* Instructions to follow:
Copy out word for word every line from the one containing "Object detection ground-truth generation. Target object: light" up to and including the one containing "[9,4,337,405]".

* Records for this task:
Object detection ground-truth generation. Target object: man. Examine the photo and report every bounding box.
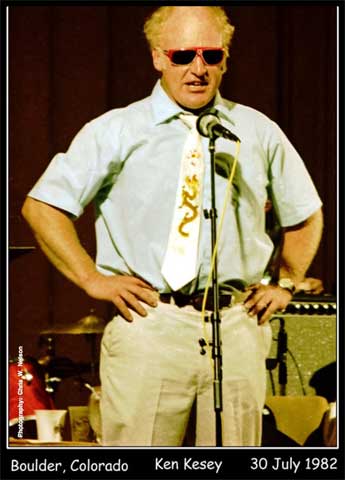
[23,7,322,446]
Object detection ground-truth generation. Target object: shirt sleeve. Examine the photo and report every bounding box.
[28,119,117,218]
[268,122,322,227]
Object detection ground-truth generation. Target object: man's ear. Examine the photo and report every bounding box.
[151,49,165,72]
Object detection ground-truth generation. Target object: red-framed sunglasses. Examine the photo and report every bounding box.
[162,47,225,65]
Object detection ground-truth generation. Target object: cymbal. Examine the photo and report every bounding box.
[40,315,105,335]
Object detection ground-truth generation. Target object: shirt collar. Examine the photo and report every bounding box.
[151,80,234,125]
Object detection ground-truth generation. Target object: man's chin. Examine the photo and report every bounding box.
[180,96,214,112]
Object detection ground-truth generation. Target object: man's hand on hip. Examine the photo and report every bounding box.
[84,272,158,322]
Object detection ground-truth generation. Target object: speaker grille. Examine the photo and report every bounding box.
[267,314,337,395]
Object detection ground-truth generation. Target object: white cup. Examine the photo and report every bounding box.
[35,410,67,442]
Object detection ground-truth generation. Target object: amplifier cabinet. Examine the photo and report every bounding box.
[266,304,337,395]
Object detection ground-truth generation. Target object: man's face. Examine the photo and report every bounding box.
[152,7,226,110]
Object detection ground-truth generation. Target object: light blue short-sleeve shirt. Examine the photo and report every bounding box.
[29,82,321,292]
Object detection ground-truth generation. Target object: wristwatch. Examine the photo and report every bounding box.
[278,278,296,295]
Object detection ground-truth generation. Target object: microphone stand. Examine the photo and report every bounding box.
[204,135,223,447]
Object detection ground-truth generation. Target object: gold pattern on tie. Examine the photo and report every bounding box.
[162,114,204,291]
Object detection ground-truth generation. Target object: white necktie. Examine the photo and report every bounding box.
[162,114,204,291]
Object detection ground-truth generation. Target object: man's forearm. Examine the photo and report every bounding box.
[22,197,96,290]
[279,209,323,284]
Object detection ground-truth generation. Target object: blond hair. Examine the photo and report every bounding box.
[144,6,235,52]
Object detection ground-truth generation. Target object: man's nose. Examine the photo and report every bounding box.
[190,53,207,76]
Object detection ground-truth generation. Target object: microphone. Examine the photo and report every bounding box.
[196,108,241,142]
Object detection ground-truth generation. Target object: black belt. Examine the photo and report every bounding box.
[159,291,232,312]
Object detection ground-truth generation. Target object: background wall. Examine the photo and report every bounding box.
[9,4,337,405]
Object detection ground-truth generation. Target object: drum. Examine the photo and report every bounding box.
[8,357,55,438]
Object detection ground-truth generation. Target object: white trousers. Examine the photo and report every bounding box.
[100,302,271,446]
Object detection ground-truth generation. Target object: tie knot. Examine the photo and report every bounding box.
[180,113,198,129]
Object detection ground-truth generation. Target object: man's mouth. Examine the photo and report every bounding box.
[186,80,208,87]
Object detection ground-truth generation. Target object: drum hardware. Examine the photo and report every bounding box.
[40,310,106,335]
[84,383,102,443]
[40,309,106,382]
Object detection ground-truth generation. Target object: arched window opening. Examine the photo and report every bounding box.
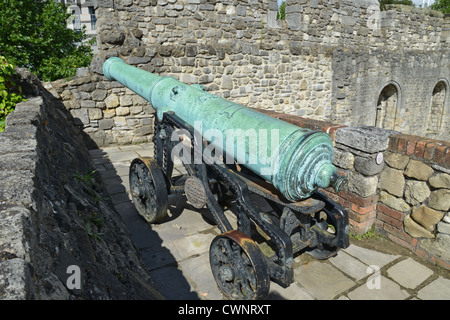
[428,81,447,132]
[375,84,400,130]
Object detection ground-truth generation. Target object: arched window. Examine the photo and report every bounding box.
[375,84,400,130]
[428,81,447,132]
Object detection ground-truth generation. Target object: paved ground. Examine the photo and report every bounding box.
[90,144,450,300]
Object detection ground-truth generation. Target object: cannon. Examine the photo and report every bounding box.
[103,57,349,299]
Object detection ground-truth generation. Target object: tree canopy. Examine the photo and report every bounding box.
[0,0,92,81]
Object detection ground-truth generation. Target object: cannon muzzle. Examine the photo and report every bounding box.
[103,57,346,201]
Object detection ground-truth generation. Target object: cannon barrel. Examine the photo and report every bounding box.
[103,57,346,201]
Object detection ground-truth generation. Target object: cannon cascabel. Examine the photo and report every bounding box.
[103,57,346,201]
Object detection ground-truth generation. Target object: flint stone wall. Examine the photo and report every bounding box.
[55,0,450,146]
[260,110,450,269]
[0,73,161,300]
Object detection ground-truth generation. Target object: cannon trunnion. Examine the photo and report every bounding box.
[104,58,349,299]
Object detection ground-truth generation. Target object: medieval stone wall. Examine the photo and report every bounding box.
[0,71,162,300]
[73,0,450,144]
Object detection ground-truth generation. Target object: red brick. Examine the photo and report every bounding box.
[406,138,417,155]
[351,203,377,214]
[433,143,447,164]
[444,148,450,168]
[350,219,376,235]
[377,212,403,229]
[387,234,414,251]
[383,223,412,243]
[414,139,429,158]
[339,190,378,207]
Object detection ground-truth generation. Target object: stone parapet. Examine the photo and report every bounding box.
[0,71,161,300]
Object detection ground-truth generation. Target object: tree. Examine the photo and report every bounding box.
[0,0,92,81]
[378,0,414,10]
[430,0,450,14]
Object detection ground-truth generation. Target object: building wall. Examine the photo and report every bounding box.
[86,0,450,139]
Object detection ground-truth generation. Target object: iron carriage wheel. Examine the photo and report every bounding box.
[130,158,169,223]
[209,230,270,300]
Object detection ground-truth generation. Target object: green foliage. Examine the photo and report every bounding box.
[0,56,24,132]
[430,0,450,14]
[378,0,414,10]
[277,1,286,20]
[0,0,92,81]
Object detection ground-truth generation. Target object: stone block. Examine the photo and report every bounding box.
[405,160,434,181]
[378,168,405,197]
[405,180,431,205]
[411,205,444,232]
[348,172,378,198]
[380,191,411,212]
[384,152,409,170]
[428,189,450,212]
[387,258,433,289]
[403,214,434,239]
[98,119,114,130]
[88,108,103,120]
[116,107,130,116]
[336,126,395,153]
[437,222,450,235]
[428,173,450,189]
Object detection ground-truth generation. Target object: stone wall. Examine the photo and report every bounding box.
[260,110,450,269]
[377,134,450,269]
[51,0,450,145]
[0,69,161,300]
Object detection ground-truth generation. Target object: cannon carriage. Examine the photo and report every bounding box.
[103,58,349,299]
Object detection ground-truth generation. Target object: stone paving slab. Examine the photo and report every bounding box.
[90,144,450,300]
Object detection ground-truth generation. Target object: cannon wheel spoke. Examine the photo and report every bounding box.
[129,158,168,223]
[209,230,270,300]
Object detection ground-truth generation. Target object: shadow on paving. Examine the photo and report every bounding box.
[90,149,199,300]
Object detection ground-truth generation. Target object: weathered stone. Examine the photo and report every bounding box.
[384,152,409,170]
[405,180,431,205]
[419,233,450,263]
[333,149,355,169]
[442,212,450,223]
[380,191,411,212]
[411,205,444,232]
[403,214,434,239]
[98,119,114,130]
[437,222,450,235]
[428,189,450,212]
[336,127,393,153]
[428,173,450,189]
[70,108,89,125]
[378,168,405,197]
[405,160,434,181]
[348,172,378,198]
[105,95,120,109]
[354,155,384,176]
[88,108,103,120]
[92,89,108,101]
[100,30,125,45]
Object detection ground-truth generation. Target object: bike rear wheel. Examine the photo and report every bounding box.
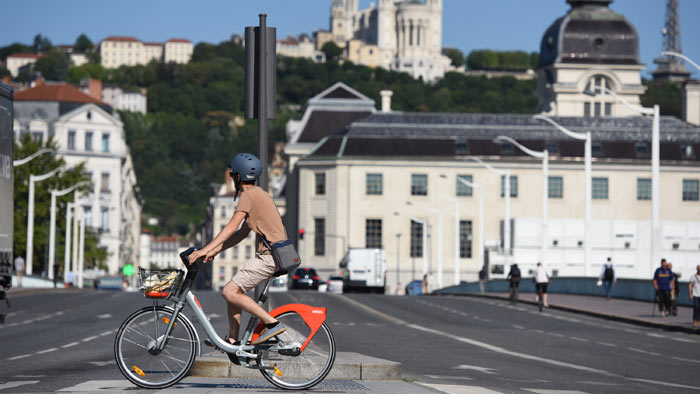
[257,312,335,390]
[114,306,198,389]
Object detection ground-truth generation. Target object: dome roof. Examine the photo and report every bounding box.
[538,0,641,67]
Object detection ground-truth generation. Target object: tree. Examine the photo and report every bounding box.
[13,134,106,273]
[444,48,466,67]
[73,34,95,52]
[321,41,343,62]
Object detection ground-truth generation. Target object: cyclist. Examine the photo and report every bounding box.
[189,153,287,346]
[534,262,549,307]
[506,264,521,304]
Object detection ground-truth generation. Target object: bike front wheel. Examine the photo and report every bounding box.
[114,306,198,389]
[258,312,335,390]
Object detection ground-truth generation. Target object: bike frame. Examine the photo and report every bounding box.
[151,248,326,369]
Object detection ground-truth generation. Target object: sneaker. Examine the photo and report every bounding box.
[253,321,287,345]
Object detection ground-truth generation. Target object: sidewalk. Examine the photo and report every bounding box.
[455,293,700,334]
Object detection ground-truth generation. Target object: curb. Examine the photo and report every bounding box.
[432,293,700,335]
[189,351,401,380]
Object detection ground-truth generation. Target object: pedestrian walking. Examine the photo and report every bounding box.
[598,257,617,300]
[688,265,700,327]
[15,255,25,287]
[654,259,674,316]
[668,261,681,316]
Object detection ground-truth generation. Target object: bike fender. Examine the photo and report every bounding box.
[251,304,326,351]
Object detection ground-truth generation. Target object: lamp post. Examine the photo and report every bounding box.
[48,181,90,279]
[12,149,55,167]
[457,177,486,284]
[26,165,65,275]
[495,135,549,265]
[466,156,511,265]
[533,115,593,276]
[583,86,661,273]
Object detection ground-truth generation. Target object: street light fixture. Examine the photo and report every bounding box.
[48,181,90,279]
[533,115,593,276]
[583,86,661,273]
[494,135,549,265]
[465,156,511,265]
[26,165,66,275]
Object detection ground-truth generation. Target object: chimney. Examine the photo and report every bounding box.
[379,90,394,112]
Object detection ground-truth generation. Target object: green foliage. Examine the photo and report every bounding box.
[640,81,683,118]
[467,49,539,71]
[321,41,343,62]
[13,134,107,273]
[443,48,466,67]
[73,34,95,52]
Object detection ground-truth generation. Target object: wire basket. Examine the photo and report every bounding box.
[139,268,185,298]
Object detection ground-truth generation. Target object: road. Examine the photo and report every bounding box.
[0,291,700,393]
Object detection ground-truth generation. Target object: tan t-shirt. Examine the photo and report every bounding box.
[236,186,287,252]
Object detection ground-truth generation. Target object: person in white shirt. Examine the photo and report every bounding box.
[535,263,549,307]
[688,265,700,327]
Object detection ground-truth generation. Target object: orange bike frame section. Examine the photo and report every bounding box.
[251,304,326,352]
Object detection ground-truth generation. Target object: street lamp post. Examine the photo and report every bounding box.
[466,156,511,265]
[457,177,486,284]
[583,86,661,273]
[496,135,549,265]
[48,181,90,279]
[533,115,593,276]
[25,165,65,275]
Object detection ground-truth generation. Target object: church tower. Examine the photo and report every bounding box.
[537,0,645,117]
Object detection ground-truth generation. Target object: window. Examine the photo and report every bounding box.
[411,174,428,196]
[637,178,651,200]
[102,133,109,152]
[459,220,472,259]
[411,220,423,257]
[683,179,700,201]
[591,178,608,200]
[547,176,564,198]
[85,131,92,151]
[501,175,518,197]
[457,175,472,196]
[365,219,382,248]
[315,172,326,196]
[68,130,75,150]
[100,207,109,231]
[365,174,382,196]
[314,218,326,256]
[100,172,109,193]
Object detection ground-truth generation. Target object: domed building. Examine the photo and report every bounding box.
[537,0,645,117]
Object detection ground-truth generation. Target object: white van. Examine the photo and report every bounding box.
[340,248,386,294]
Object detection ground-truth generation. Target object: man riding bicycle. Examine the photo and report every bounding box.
[189,153,287,345]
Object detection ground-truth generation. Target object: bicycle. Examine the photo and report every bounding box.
[114,248,335,390]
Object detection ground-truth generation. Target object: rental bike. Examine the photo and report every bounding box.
[114,248,335,390]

* Finished exercise:
Object detection ground-truth generation. Target object: light blue short-sleeve shirt. Examine the photo and report every bounding box.
[29,82,321,292]
Object detection ground-truth generation. Target object: wristwatch. Examine the photo and report every bounding box.
[278,278,296,295]
Object detection ground-truth generation. Target object: microphone stand. Examine the photo and report every bounding box.
[204,135,223,447]
Object detection ground-truth generation. Target object: gold pattern on tie. Examine the photo and report every bounding box.
[162,114,204,291]
Object detection ground-truth generation. Target object: white necktie. Examine the photo and report every bounding box.
[162,114,204,291]
Object detection ground-truth generation. Target object: man's forearm. Examine the photo and report every bounding box.
[22,197,96,290]
[279,209,323,284]
Object detection ground-truth generation. Target object: blond hair. Examine the photo and report every bounding box.
[144,6,235,52]
Object detection ground-truth generation. Target object: man's nose. Examine the photo and report every bounding box.
[190,53,207,76]
Object detection ground-truth generation. Target object: microphone. Examine the photo and report every bounding box.
[196,108,241,142]
Object detection ground-truth generation. Target object: black belt. Examine the photo and report every bounding box.
[159,291,232,312]
Object detection ground-truth generation. Target object: background wall. Examine the photo and report every bounding box.
[9,4,337,405]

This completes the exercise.